Start of Given records

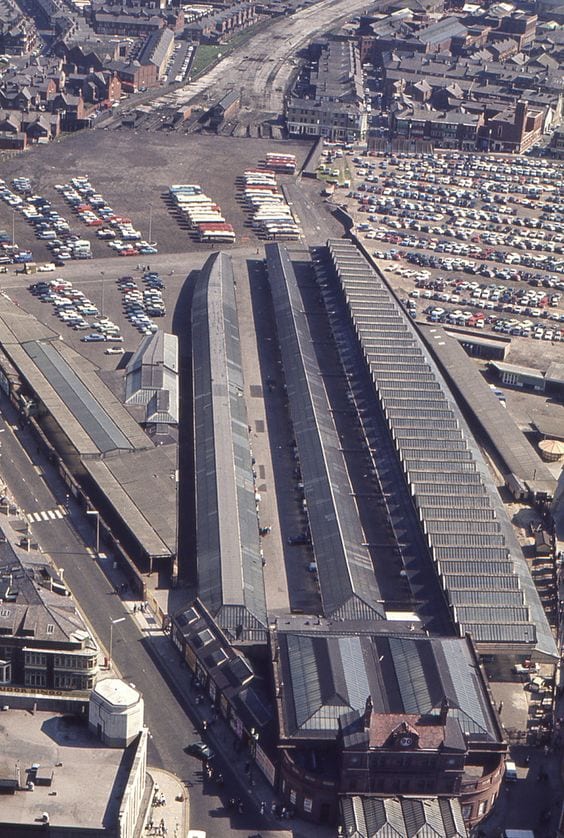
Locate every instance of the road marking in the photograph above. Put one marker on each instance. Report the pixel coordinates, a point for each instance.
(44, 515)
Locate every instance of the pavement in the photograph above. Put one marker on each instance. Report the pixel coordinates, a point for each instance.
(167, 813)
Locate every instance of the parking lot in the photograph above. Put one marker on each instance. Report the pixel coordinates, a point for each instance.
(473, 242)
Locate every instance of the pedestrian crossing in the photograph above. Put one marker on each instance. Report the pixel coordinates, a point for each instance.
(45, 515)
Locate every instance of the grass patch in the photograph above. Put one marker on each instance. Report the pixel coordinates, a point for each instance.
(206, 54)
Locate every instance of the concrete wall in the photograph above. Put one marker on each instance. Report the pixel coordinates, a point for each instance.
(133, 795)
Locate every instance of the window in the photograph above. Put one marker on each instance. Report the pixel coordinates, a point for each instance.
(35, 679)
(5, 672)
(67, 682)
(35, 659)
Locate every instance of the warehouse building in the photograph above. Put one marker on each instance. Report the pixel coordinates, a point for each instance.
(475, 555)
(229, 557)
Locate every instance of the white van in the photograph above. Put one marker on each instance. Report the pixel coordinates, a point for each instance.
(510, 772)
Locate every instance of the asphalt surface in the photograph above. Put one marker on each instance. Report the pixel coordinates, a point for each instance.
(147, 660)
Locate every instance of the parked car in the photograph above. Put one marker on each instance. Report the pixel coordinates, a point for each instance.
(201, 751)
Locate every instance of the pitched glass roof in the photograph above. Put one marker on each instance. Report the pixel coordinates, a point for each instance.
(346, 575)
(444, 471)
(230, 571)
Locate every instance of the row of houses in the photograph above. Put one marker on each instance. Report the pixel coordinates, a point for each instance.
(327, 99)
(125, 18)
(221, 24)
(18, 33)
(488, 80)
(62, 92)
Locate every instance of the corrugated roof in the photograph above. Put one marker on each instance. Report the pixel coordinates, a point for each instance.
(152, 378)
(518, 455)
(346, 575)
(71, 390)
(329, 672)
(464, 554)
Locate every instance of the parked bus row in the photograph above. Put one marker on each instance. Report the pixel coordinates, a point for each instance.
(270, 214)
(202, 214)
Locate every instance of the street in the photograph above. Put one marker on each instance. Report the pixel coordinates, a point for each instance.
(145, 658)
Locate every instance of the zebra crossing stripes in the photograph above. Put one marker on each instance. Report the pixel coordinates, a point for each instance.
(44, 515)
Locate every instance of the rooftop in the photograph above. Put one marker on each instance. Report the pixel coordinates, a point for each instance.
(88, 777)
(230, 571)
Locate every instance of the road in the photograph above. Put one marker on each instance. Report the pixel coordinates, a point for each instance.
(262, 68)
(152, 664)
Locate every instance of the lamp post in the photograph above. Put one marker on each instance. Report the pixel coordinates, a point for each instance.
(253, 748)
(97, 514)
(112, 624)
(102, 274)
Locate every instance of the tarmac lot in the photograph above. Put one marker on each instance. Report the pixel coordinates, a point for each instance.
(469, 241)
(133, 172)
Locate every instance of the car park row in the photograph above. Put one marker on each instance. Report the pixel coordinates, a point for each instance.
(94, 211)
(271, 215)
(49, 225)
(201, 213)
(72, 307)
(461, 214)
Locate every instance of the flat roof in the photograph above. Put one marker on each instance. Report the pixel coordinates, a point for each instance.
(141, 486)
(88, 777)
(419, 409)
(345, 571)
(68, 384)
(230, 570)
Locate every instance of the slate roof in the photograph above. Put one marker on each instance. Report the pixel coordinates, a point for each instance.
(230, 571)
(346, 575)
(431, 817)
(331, 670)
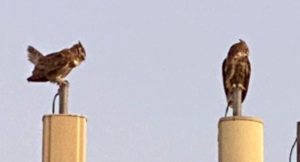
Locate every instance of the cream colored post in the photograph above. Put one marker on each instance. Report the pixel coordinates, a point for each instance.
(240, 139)
(64, 138)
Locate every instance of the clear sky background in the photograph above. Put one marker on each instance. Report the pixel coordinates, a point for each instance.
(151, 85)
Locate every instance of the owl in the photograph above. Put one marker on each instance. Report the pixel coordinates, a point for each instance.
(54, 67)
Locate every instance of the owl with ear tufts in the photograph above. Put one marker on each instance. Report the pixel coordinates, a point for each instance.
(236, 70)
(55, 66)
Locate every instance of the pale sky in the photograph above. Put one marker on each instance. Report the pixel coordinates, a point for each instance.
(151, 85)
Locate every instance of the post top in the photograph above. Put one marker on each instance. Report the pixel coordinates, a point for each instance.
(64, 115)
(245, 118)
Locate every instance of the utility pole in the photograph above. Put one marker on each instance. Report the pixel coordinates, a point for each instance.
(298, 141)
(64, 134)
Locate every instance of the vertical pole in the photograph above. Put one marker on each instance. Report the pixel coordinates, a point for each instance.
(237, 99)
(298, 141)
(63, 98)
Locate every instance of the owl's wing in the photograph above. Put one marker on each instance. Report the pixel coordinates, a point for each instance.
(224, 75)
(55, 61)
(246, 80)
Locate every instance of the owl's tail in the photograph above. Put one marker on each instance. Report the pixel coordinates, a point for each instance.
(33, 54)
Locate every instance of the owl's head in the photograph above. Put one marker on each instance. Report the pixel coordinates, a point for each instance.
(243, 46)
(79, 50)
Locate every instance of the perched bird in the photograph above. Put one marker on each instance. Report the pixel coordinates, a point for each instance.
(236, 70)
(55, 66)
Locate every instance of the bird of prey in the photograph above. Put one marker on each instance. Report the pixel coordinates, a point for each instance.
(236, 70)
(55, 66)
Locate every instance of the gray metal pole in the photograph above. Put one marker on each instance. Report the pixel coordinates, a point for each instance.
(237, 101)
(298, 141)
(63, 98)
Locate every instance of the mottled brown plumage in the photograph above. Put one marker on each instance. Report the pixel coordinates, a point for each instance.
(236, 70)
(55, 66)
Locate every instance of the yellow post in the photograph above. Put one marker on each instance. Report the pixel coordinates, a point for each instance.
(240, 139)
(64, 138)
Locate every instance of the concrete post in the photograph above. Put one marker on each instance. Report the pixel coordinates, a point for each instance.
(240, 139)
(64, 138)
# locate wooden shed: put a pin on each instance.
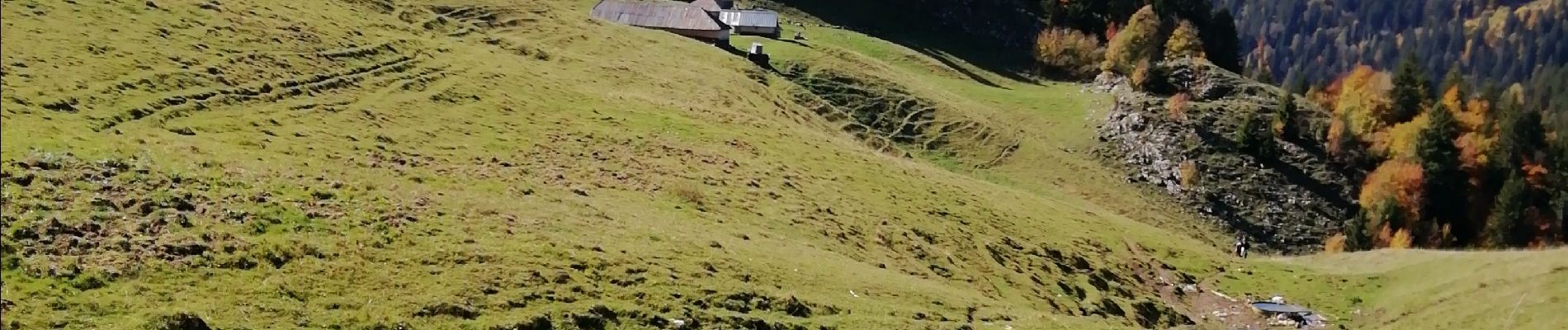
(662, 15)
(754, 22)
(714, 5)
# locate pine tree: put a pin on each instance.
(1454, 78)
(1507, 216)
(1134, 45)
(1443, 179)
(1410, 90)
(1285, 115)
(1184, 43)
(1222, 41)
(1357, 237)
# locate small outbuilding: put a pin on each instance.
(754, 22)
(662, 15)
(714, 5)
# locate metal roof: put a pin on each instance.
(1273, 307)
(753, 17)
(658, 15)
(707, 5)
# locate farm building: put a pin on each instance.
(662, 15)
(714, 5)
(754, 22)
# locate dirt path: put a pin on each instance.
(1207, 307)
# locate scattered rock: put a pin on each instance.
(446, 309)
(179, 321)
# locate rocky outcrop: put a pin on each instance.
(1287, 199)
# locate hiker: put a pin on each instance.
(1242, 244)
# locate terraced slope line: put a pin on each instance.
(494, 165)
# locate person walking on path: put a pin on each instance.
(1242, 244)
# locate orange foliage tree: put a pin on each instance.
(1393, 191)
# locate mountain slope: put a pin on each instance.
(1419, 288)
(272, 165)
(517, 165)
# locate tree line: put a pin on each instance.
(1466, 162)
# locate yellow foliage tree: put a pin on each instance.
(1363, 101)
(1400, 239)
(1399, 141)
(1134, 43)
(1068, 52)
(1334, 244)
(1184, 43)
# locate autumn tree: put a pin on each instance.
(1134, 45)
(1363, 101)
(1068, 52)
(1395, 186)
(1184, 43)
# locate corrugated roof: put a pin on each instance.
(658, 15)
(707, 5)
(754, 17)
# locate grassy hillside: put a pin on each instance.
(517, 165)
(1418, 288)
(272, 165)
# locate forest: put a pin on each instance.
(1448, 111)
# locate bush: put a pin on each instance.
(1334, 244)
(689, 193)
(1142, 75)
(1189, 174)
(1178, 106)
(1068, 54)
(1254, 134)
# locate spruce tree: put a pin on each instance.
(1184, 43)
(1410, 90)
(1285, 115)
(1357, 237)
(1505, 227)
(1443, 180)
(1222, 41)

End of Given records

** About this exercise **
Exactly the lines from the one containing "# locate yellow" through the end of the entries above must be output, and no others.

** Reply to the task **
# locate yellow foliage tree: put a pin on each instance.
(1363, 101)
(1400, 239)
(1399, 141)
(1134, 43)
(1068, 52)
(1334, 244)
(1184, 43)
# locate autumn tree: put a pin on each instance.
(1134, 45)
(1363, 101)
(1068, 52)
(1395, 186)
(1184, 43)
# locate corrugated roof: put a pin on each instance.
(658, 15)
(707, 5)
(754, 17)
# locate grassy hillside: put a pin on each instance.
(517, 165)
(1418, 288)
(272, 165)
# locate forest: put a pin on each instance.
(1448, 111)
# locate bush: put a pin on each instance.
(1334, 244)
(689, 193)
(1142, 75)
(1189, 174)
(1178, 106)
(1068, 54)
(1254, 134)
# locate spruce tree: put a pin on each instance.
(1184, 43)
(1410, 90)
(1285, 115)
(1357, 237)
(1505, 227)
(1443, 180)
(1222, 41)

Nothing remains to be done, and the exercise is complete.